_Written instruction_
Pull out each of the rows below and copy every line of them unchanged, keeping the original order.

_Material_
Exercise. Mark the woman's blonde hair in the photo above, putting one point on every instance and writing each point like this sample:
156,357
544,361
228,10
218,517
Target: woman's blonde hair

_Exercise response_
Exercise. Mark the woman's blonde hair in the photo above, putting one point on every instance and writing each point like this sample:
156,357
544,361
228,10
218,517
Target: woman's blonde hair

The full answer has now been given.